Collected data:
-- -- --

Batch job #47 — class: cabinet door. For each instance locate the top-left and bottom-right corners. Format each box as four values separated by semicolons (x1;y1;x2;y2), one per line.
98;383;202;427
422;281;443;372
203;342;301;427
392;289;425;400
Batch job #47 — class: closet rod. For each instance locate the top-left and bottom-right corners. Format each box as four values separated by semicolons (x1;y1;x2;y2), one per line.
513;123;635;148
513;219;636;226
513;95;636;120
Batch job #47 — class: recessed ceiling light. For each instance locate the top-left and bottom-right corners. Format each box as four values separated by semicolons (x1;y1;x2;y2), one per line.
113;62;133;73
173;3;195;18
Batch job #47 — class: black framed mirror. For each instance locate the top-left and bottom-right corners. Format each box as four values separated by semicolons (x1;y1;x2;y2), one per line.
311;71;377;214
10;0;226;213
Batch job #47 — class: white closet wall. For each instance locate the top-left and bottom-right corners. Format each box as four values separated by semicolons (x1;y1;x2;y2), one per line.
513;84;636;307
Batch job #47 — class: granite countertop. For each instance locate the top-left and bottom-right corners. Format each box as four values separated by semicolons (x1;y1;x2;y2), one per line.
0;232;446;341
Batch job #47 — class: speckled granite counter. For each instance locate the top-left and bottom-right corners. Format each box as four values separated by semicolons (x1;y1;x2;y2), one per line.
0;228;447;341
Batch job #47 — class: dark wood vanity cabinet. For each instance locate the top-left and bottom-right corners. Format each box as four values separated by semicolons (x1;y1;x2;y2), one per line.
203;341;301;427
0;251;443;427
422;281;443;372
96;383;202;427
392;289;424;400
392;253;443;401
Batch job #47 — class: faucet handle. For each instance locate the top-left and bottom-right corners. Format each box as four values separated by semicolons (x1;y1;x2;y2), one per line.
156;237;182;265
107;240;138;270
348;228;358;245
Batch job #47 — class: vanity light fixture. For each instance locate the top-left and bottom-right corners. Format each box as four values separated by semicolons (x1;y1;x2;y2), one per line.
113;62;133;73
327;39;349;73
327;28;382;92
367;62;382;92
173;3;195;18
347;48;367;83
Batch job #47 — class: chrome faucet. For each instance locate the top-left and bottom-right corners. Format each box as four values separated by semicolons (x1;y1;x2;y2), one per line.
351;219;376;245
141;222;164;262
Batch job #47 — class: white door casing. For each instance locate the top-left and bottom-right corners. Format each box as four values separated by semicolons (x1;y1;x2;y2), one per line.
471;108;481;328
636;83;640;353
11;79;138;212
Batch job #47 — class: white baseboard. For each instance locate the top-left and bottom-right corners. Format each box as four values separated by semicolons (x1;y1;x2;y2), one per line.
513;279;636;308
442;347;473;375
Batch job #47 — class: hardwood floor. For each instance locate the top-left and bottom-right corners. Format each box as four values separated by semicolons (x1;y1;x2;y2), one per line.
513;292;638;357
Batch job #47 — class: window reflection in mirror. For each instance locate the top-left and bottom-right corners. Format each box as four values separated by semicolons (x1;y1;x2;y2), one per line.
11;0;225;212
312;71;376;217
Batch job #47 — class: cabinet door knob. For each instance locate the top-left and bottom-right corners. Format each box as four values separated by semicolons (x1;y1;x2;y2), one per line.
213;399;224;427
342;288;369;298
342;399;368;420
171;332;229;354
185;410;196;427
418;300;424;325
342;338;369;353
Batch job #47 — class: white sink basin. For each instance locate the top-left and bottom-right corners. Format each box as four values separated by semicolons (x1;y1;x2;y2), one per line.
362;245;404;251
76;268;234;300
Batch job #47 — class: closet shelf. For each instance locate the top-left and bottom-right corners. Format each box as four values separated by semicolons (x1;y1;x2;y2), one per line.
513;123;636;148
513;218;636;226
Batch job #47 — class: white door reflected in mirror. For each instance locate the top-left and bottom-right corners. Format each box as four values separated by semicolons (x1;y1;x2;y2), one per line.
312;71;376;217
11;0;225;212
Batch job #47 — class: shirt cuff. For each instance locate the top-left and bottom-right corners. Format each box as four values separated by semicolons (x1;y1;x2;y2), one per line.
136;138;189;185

-- -- --

- Given task: Convert every row above into a two-column CSV with the columns "request" and "response", one line per request, placing each request's text and its answer in a single quoted field and replacing line breaks with spaces.

- Problem solution:
request,response
"Batch job #47 — class: cabinet door. For each instance locate the top-left and bottom-right corners. Format each box as four values separated by semicolons (x1;y1;x2;y2), one per line.","98;383;202;427 422;281;443;372 203;342;301;427 392;289;425;400"
"Batch job #47 — class: closet rod. For each instance locate the top-left and bottom-right corners. Format each box as four values separated by semicolons (x1;y1;x2;y2), one per line.","513;123;635;148 513;219;636;226 513;95;636;120"
"Batch job #47 — class: recessed ceiling light. For each instance locate the top-left and bottom-right corners. Format each box as four values separated by semicolons (x1;y1;x2;y2), one per line.","113;62;133;73 173;3;195;18"
"Batch job #47 — class: black framed mirror. For each instance locate the top-left and bottom-right corners. Format each box as four values separated by semicolons (x1;y1;x2;y2), one per line.","311;71;377;214 10;0;226;213"
"Batch job #47 — class: white closet wall. For each instance locate the top-left and bottom-right corners. Format each box as four values separated by semicolons (x1;y1;x2;y2), one per line.","513;84;636;307"
"Batch job #47 — class: granite countertop. For each instance locate the top-left and bottom-right corners. Format each box as four values separated by semicolons (x1;y1;x2;y2), one per line.","0;232;446;341"
"Batch job #47 — class: speckled granite counter. For each instance locate the top-left and bottom-right corners. Format each box as four values separated by semicolons (x1;y1;x2;y2), one per line.","0;228;447;341"
"Batch job #47 — class: dark wood vanity cabinet. For each instance locate the top-left and bottom-right corners. Format each box as four values separated by semicolons (x1;y1;x2;y2), one per line.","203;341;301;427 0;251;443;427 422;281;443;372 96;383;202;427 392;289;424;400 392;253;443;401"
"Batch job #47 — class: faucet handle. For each instance locate the top-left and bottom-right corners. Format each box as four values separated by semicolons (x1;y1;x2;y2), one per line.","156;237;182;265 107;240;138;270 348;228;358;245"
"Batch job #47 — class: vanity light fixture. For each instance locate the top-left and bottom-right corners. Format each box as four values separated by semicolons (x1;y1;x2;y2), one per line.","113;62;133;73 327;39;349;73 327;28;382;92 367;62;382;92 173;3;195;18 347;48;367;83"
"Batch job #47 — class: chrome faucet. For each instance locate the top-left and bottom-right corners. Format each box as four values separated by semicolons (x1;y1;x2;y2), one per line.","351;219;376;245 141;222;164;262"
"Batch job #47 — class: white door casing. For each instance locate the top-left and bottom-right corners. Format each box as four values separated by semicolons (x1;y1;x2;y2), one per line.","471;108;481;328 636;83;640;353 11;79;138;212"
"Batch job #47 — class: white baseboard. For each instance locate the top-left and bottom-right corners. Format each box as four values separated by semicolons (x1;y1;x2;y2), one per line.","513;279;636;308 442;347;473;375"
"Batch job #47 — class: hardwood floor. For each instance locate the top-left and bottom-right corners. Format each box as four values separated by semicolons (x1;y1;x2;y2), one per line.","513;292;638;357"
"Batch job #47 — class: window reflection in mirror. For each instance locate the top-left and bottom-right corners. Format each box as four values separated by semicolons (x1;y1;x2;y2), one per line.","11;0;225;212 312;71;376;217"
"Batch job #47 — class: cabinet door knob. For each instance locate the top-left and bottom-right corners. Format each box as four values separated by semicolons (x1;y1;x2;y2), one per line.","213;399;224;427 342;288;369;298 342;399;368;420 171;332;229;354 185;410;196;427 418;300;424;325 342;338;369;353"
"Batch job #47 — class: white sink basin. For each instance locate the top-left and bottom-right corners. Format each box as four values separated by semicolons (x1;y1;x2;y2), one per line.","362;245;404;251 76;268;234;300"
"Batch job #47 — class: closet shelf. For each instance locate the top-left and bottom-right corners. Format each box as four values separated by semicolons (x1;y1;x2;y2), one per line.","513;123;636;148 513;218;636;226"
"Batch job #47 — class: white door reflected in mirror. For each instance locate the top-left and bottom-right corners. Format each box as four values separated by semicolons (x1;y1;x2;y2), one per line.","312;71;376;217 11;0;225;212"
"Batch job #47 — class: shirt cuff. For each instance locate the top-left and bottom-right corners. Format each box as four values separated by semicolons (x1;y1;x2;y2), one per line.","136;138;189;185"